ARTIKEL:

_ _ _ _ _

Pelajaran Di Balik Berburu Sayur Pakis
Sabar Artiyono 16 Desember 2017Cerita ini saya persembahkan bahwa setiap anak adalah istimewa, apapun bakatnya.
Minggu itu, anak-anak sudah antusias menunggu saya untuk pergi ke Telaga Biru di belakang kampung (read: masuk hutan). Kali ini adalah ketiga kalinya piknik ke telaga. Akhirnya kami sepakat untuk berangkat jam tujuh pagi.
Jalanan tidak seperti biasa, banyak kerbau yang menghadang di jalan. Air parit yang biasanya setinggi mata kaki, kini menjadi sepinggang. Sayangnya, telaga yang biasanya berwarna biru/hijau, pagi itu berubah menjadi hijau kecokelatan. Semua itu dikarenakan hujan yang melanda desa selama berhari-hari.
Akan tetapi, kami tetap lahap menikmati mie instan goreng dengan nasi. Begitulah kebiasaan saya, selalu ada bekal dalam setiap perjalanan bersama anak-anak. Kami tetap bisa berenang di telaga yang super alami itu. Akan tetapi, yang beda adalah acara foto panjat pohon secara bergantian.

_ _ _ _ _

DATA MENTAH:
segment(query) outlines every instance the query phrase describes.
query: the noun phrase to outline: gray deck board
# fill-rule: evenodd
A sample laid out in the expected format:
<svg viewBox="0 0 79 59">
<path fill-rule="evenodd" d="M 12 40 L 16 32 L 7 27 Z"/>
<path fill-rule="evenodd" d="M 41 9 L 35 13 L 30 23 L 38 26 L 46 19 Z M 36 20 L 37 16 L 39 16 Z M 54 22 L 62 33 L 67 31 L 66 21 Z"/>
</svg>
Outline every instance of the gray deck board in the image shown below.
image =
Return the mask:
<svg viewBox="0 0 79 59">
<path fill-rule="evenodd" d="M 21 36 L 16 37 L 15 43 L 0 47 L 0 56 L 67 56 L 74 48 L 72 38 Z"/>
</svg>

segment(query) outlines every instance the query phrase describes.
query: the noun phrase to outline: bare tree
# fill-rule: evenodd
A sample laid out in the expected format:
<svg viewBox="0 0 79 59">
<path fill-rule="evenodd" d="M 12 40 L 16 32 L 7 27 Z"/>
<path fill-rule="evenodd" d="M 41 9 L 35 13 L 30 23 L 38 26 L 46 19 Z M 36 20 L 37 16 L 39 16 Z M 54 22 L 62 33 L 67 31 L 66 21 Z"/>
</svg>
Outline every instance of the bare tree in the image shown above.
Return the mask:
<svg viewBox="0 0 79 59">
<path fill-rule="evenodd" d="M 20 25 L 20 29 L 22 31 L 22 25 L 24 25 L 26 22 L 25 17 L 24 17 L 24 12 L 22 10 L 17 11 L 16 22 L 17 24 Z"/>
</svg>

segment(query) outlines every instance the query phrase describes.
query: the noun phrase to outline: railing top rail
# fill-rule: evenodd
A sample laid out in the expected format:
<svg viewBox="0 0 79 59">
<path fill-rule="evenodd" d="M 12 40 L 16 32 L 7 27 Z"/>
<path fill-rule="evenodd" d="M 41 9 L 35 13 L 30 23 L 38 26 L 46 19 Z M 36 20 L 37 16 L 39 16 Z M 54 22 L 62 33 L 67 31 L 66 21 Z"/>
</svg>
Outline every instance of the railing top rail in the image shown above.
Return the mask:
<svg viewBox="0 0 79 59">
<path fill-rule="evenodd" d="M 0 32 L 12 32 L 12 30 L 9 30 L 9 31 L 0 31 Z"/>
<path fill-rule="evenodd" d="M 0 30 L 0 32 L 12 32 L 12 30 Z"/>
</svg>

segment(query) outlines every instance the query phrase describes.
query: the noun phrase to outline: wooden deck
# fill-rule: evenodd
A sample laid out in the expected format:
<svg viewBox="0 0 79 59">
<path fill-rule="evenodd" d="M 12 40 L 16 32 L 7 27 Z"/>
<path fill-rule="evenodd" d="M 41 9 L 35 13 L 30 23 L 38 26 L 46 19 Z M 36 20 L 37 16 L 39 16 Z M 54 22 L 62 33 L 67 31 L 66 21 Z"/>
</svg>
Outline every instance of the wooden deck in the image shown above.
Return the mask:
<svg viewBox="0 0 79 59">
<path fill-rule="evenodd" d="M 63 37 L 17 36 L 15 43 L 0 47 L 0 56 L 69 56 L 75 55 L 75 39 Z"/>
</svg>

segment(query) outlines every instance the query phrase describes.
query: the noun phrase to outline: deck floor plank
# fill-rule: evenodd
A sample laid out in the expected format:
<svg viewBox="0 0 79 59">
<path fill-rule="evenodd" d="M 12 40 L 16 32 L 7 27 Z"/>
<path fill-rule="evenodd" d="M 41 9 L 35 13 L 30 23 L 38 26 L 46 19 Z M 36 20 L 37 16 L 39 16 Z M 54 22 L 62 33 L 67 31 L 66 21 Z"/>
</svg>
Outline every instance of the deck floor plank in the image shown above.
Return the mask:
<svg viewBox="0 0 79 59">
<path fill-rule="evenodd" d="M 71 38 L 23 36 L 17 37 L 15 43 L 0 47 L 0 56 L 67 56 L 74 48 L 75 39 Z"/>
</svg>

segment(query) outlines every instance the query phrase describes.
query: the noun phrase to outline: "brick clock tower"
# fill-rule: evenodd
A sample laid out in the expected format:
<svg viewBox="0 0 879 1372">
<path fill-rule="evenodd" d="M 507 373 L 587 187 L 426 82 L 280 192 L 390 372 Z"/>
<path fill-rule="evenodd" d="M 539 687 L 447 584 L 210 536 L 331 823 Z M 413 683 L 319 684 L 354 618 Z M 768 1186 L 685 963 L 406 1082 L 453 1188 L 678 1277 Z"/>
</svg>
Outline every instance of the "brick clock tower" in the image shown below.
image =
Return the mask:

_ _ _ _ _

SOAL LATIHAN:
a – Jawablah pertanyaan berikut berdasarkan artikel.
(i) Pukul berapa mereka sepakat untuk berangkat?
(ii) Berubah menjadi warna apa telaga pada pagi itu?
(iii) Apa yang mereka santap dengan lahap di telaga?
b – Laporkan setiap baris data yang memuat kata "tower".

KUNCI JAWABAN:
a –
(i) Jam tujuh pagi.
(ii) Hijau kecokelatan.
(iii) Mie instan goreng dengan nasi.

b –
query: the noun phrase to outline: "brick clock tower"
Outline every instance of the "brick clock tower" in the image shown below.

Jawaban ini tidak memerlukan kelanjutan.